◆ Consignes de l'exercice
1. Répondez brièvement à ces questions sur l'extrait d'entretien :
(a) En quelle année et dans quel journal Le Naufragé du « A » a-t-il été prépublié ?
(b) D'après la phrase citée de Pierre Christin, la couleur est au service de quoi ?
(c) Que mettait-on dans le bleu pour atténuer les couleurs à la gouache ?
2. Indiquez si chaque affirmation s'accorde avec l'extrait d'entretien. Répondez par oui ou par non et citez les mots décisifs.
(a) La vareuse bleue de Philémon est une idée de Fred.
(b) Les albums dont Fred a fait lui-même les couleurs sont plus discrets.
(c) Pendant Le Naufragé du « A », la personne interrogée devait aussi travailler sur Valérian.
3. Recopiez fidèlement le passage de l'extrait d'entretien qui va de « Tu utilises souvent » à « été tes influences? ».
:: Extrait du texte ::
C’est à cette époque que tu rencontres aussi Fred pour Philémon?

Tout de suite après Le Bouclier Arverne, Fred m’a demandé de faire Le Naufragé du “A” [prépublié en 1968 dans Pilote, ndlr]. En même temps, je devais travailler sur Valérian. C’était impeccable, Philémon. Le rêve. Je faisais ce que je voulais. La vareuse bleue de Philémon, c’est moi. Idem pour les îles en forme de lettres.

Détail de l'intégrale tome 1 de Philémon de Fred
Détail de l'intégrale tome 1 de Philémon de Fred © Fred - Dargaud

Tu utilises souvent des demi-teintes.

Oui. Je n’aime pas quand ça crache, quand les couleurs sont trop fortes, parce que ça écrase le dessin. La couleur est là pour rehausser le dessin. Pierre Christin a dit un jour: 'Le dessin au service du scénario et la couleur au service du dessin'. C’est exactement cela. Je ne fais pas de la couleur pour faire de la belle couleur. Il faut donc y aller doucement. C’est en tout cas ce que je fais. Les albums dont Fred s’est occupé lui-même des couleurs sont d’ailleurs beaucoup gueulards.

L’univers de Philémon est très coloré. Quelles ont été tes influences?

Nous étions en 1968-1970. C’était très flashy. On s’habillait avec des pantalons jaune ou rose avec une veste verte! Alors j’ai utilisé ces couleurs flashy, mais toujours avec un pied sur le frein pour que ce ne soit pas gueulard. J’y arrivais avec la gouache, en mettant un peu de brun dans le bleu.

Evelyne Tranlé en train de colorier une planche.
Evelyne Tranlé en train de colorier une planche. © Jérôme Lachasse

Après Fred, Jean Giraud a fait appel à toi pour Le Spectre aux balles d’or (1972).
:::
:: Enregistrements de données ::
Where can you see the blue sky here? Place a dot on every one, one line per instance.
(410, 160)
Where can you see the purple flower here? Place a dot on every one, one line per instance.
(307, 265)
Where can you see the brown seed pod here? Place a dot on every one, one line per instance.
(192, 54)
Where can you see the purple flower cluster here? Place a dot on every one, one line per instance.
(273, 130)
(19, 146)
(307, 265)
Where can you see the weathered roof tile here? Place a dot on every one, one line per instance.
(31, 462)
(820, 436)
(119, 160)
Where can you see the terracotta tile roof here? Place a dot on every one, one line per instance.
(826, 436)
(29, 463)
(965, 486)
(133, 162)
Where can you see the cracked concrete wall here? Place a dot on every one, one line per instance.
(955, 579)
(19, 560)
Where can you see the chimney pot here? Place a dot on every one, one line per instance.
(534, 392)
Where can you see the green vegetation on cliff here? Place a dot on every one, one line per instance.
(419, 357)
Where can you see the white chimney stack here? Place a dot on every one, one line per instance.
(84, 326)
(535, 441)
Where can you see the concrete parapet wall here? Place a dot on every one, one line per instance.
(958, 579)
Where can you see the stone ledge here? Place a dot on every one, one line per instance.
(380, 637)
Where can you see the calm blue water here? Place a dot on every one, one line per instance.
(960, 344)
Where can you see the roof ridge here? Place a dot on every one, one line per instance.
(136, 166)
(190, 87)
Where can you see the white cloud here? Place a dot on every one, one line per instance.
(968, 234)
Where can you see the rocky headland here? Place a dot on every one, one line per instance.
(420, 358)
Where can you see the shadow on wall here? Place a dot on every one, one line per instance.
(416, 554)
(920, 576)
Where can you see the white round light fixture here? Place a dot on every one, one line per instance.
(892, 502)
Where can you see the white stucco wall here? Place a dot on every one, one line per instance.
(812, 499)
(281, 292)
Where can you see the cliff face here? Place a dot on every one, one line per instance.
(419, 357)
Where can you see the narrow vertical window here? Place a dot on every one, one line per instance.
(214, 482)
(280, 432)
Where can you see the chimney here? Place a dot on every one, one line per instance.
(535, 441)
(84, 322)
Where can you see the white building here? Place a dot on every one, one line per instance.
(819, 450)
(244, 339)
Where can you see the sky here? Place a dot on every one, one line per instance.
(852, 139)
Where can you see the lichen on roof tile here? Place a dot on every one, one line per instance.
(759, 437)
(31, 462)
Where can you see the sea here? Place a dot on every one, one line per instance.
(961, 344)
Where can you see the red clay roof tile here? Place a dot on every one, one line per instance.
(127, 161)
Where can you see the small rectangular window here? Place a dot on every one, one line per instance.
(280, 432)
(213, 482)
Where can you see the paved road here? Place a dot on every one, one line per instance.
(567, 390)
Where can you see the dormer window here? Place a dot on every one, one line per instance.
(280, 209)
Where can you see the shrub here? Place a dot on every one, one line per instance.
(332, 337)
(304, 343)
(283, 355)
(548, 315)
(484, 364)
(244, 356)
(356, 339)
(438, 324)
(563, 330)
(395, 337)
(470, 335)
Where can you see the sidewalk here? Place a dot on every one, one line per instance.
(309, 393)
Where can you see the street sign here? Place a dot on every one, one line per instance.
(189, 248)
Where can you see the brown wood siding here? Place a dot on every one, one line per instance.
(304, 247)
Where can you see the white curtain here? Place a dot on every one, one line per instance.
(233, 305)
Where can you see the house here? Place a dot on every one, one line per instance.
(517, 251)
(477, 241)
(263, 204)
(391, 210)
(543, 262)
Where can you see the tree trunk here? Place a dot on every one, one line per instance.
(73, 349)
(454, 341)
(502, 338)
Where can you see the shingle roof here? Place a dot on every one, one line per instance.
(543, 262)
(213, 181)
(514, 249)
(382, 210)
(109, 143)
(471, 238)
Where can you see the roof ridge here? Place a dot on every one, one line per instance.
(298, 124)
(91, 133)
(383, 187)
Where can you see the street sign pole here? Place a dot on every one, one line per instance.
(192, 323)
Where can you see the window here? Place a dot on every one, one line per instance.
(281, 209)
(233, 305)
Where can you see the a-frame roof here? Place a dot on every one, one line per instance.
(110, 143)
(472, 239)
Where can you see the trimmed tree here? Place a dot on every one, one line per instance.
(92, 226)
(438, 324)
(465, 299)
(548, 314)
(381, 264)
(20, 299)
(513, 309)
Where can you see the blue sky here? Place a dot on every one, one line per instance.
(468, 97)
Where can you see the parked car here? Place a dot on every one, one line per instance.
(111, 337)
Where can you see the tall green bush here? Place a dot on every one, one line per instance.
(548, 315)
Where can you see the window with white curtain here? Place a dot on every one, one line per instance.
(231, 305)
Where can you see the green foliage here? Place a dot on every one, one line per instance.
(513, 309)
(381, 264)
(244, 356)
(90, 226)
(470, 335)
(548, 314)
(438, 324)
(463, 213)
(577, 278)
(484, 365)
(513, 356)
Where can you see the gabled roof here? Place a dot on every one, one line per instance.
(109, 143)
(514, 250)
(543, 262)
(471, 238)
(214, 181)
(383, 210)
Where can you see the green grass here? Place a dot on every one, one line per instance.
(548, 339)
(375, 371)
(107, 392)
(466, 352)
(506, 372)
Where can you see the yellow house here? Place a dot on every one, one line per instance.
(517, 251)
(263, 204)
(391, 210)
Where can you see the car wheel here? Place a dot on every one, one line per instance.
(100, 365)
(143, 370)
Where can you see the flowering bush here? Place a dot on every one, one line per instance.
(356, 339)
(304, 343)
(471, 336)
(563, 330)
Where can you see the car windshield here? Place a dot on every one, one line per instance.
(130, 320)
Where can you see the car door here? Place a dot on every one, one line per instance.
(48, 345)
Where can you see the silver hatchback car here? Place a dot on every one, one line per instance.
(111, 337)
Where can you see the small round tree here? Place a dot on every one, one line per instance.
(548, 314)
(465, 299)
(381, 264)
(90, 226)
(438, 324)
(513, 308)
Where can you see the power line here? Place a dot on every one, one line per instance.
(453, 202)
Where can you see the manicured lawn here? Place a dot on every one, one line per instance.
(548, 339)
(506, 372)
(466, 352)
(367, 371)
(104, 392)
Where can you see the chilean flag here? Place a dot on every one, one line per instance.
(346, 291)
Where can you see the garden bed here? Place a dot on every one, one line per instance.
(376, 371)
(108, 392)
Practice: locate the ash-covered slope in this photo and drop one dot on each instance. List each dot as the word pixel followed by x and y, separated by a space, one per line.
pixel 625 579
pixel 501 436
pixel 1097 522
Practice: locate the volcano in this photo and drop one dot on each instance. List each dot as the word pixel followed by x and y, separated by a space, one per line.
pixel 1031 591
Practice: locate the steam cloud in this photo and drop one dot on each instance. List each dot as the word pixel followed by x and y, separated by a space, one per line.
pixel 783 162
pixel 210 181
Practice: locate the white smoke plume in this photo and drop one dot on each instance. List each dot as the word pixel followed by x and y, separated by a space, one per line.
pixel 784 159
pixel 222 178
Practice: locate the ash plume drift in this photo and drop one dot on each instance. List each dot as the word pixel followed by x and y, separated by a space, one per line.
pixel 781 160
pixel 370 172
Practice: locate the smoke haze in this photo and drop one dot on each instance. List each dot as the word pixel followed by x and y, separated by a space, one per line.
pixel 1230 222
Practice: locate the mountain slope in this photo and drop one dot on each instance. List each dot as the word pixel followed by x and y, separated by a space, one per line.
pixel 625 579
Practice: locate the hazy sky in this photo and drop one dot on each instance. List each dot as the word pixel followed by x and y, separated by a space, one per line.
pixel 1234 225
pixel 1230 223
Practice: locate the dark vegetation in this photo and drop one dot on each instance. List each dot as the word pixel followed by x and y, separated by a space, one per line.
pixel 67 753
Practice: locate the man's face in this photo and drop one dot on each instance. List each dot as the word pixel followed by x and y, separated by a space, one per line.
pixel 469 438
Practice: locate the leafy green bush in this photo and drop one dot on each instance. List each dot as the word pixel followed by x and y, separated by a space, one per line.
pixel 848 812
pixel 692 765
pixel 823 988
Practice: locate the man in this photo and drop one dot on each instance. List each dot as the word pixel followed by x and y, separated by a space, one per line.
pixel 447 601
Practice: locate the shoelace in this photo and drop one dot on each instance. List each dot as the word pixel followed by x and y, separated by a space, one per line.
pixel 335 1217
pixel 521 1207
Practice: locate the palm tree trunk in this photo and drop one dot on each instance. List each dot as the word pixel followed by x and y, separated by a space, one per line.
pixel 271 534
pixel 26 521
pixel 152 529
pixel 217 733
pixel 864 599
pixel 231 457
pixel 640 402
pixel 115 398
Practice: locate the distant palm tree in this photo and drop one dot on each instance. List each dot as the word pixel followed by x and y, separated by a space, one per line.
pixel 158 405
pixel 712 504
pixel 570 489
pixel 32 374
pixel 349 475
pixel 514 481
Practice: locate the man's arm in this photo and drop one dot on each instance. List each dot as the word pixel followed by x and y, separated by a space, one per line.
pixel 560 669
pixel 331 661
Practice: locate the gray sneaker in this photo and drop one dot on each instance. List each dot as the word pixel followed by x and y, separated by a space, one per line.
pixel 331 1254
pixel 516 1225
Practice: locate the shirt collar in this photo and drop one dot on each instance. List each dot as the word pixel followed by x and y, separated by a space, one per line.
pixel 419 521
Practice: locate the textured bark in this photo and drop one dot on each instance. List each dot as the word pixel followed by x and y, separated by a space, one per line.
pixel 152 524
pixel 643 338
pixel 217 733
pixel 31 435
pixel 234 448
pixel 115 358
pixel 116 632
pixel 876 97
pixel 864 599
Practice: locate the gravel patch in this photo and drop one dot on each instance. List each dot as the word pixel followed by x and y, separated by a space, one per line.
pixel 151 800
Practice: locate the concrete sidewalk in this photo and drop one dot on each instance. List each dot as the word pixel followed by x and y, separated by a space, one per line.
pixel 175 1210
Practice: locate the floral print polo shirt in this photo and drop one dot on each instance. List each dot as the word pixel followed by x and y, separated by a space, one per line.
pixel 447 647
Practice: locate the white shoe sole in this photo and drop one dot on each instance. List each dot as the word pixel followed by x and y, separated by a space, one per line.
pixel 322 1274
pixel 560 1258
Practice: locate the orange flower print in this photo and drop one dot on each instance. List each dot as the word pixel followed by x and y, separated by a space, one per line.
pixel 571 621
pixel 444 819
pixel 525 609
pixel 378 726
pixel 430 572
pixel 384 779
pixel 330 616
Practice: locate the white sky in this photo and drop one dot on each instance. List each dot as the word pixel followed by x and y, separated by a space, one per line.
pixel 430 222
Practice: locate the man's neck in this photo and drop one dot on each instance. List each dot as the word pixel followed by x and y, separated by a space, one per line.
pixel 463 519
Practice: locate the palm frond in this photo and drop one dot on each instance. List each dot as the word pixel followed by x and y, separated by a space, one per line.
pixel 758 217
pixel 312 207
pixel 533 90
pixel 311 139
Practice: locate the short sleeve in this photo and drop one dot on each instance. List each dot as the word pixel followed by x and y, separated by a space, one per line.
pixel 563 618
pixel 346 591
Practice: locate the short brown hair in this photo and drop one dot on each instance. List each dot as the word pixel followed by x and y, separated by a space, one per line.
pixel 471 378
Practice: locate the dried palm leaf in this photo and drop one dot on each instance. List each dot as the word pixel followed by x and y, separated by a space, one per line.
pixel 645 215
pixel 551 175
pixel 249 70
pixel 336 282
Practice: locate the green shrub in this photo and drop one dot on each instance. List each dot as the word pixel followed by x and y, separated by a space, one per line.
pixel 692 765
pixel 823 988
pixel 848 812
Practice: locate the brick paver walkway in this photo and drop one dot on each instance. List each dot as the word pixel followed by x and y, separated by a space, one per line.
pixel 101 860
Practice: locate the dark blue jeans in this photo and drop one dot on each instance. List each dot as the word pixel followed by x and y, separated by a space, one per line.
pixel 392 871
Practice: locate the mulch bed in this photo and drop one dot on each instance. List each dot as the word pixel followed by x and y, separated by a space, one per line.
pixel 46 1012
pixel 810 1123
:::
◆ Réponses aux consignes
1.
(a) En 1968, dans Pilote.
(b) Du dessin.
(c) Un peu de brun.

2.
(a) Non : « La vareuse bleue de Philémon, c’est moi. »
(b) Non : « Les albums dont Fred s’est occupé lui-même des couleurs sont d’ailleurs beaucoup gueulards. »
(c) Oui : « En même temps, je devais travailler sur Valérian. »

3.
Tu utilises souvent des demi-teintes.

Oui. Je n’aime pas quand ça crache, quand les couleurs sont trop fortes, parce que ça écrase le dessin. La couleur est là pour rehausser le dessin. Pierre Christin a dit un jour: 'Le dessin au service du scénario et la couleur au service du dessin'. C’est exactement cela. Je ne fais pas de la couleur pour faire de la belle couleur. Il faut donc y aller doucement. C’est en tout cas ce que je fais. Les albums dont Fred s’est occupé lui-même des couleurs sont d’ailleurs beaucoup gueulards.

L’univers de Philémon est très coloré. Quelles ont été tes influences?